CONSIGNE
Poursuivez le texte sur les produits dérivés du Tour de France en reprenant juste après sa dernière phrase.

29Enfin, d’après Maxence Barbier30 et le site Internet d’A.S.O., les produits dérivés de la société représentent un total de 2 millions de pièces vendues dans le monde ; aucun chiffre n’a été communiqué pour les seuls produits du Tour de France, environ 30 % de ces ventes se déroulent via le web, toutefois sans une indication précise sur les destinations d’envoi.
30Sur la route du Tour, les produits sont vendus dans des boutiques officielles itinérantes présentes à la fois au départ et à l’arrivée des étapes, et en vente « flash » sur la route du Tour par des véhicules présents dans la Caravane. La vente de produits sur les routes du Tour s’adresse exclusivement aux spectateurs. Parallèlement, la présence de produits « Tour de France » dans les magasins de souvenirs touristiques s’adresse à un panel plus large de touristes. Pour ce « merchandising », le mois de la compétition est un mois crucial pour les ventes, représentant entre 60 à 70 % des ventes annuelles et totalisant plus de 100 000 clients sur les routes du Tour.

EXTRAIT DE DONNÉES
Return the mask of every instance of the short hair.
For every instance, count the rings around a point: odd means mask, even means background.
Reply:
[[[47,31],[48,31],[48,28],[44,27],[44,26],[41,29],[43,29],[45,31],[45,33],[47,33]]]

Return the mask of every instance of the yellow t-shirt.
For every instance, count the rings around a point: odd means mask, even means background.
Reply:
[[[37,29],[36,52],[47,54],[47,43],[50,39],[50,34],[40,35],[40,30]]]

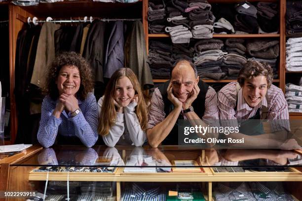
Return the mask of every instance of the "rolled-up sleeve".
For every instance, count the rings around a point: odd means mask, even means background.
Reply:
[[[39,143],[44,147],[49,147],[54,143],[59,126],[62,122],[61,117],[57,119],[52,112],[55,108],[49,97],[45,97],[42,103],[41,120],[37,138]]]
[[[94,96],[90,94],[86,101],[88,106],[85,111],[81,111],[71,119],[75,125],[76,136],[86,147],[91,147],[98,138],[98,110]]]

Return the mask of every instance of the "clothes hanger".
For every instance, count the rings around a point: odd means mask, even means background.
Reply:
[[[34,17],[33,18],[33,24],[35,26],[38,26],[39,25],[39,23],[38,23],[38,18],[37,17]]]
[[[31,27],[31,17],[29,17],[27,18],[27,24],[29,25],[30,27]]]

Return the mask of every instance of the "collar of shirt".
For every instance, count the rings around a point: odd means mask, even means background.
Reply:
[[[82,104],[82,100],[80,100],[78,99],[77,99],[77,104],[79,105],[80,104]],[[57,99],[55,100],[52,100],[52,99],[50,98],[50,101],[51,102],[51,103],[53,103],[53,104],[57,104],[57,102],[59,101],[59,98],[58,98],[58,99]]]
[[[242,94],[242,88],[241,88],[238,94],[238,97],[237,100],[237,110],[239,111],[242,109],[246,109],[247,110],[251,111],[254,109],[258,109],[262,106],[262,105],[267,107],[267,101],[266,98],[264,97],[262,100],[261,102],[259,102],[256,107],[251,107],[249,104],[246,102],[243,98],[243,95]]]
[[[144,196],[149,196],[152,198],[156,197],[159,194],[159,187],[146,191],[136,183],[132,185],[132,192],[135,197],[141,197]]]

RÉPONSE
31Ce constat est partagé par les revendeurs officiels des produits « Tour de France ». Bien que présents toute l’année dans leurs boutiques, les produits du Tour sont surtout demandés durant le mois de la course. Véritable « hit » durant l’été, la proportion de produits dérivés liés au Tour augmente au mois de juillet et explose le jour de l’arrivée sur les Champs-Élysées, représentant jusqu’à 90 % des ventes pour les vendeurs de la rue de Rivoli. Des amateurs de cyclisme et des touristes du monde entier sont présents pour l’arrivée à Paris (Colombiens, Norvégiens, Japonais...).
32D’après les vendeurs de souvenirs de la rue de Rivoli et de la place Saint-André-des-Arts, durant le Tour, le public demandeur de produits dérivés est plus varié. A contrario, pendant le reste de l’année, les produits « Tour de France » sont surtout demandés par un public homogène principalement anglophone (Américains, Australiens, Britanniques...). Le marché des produits dérivés accompagne l’expérience touristique et l’expérience de l’événement. Il « fait référence à un produit issu d’une oeuvre ou d’une marque » [Kergueno-Le Rolland 2017]. Ce marché des produits dérivés est devenu un enjeu majeur de marketing.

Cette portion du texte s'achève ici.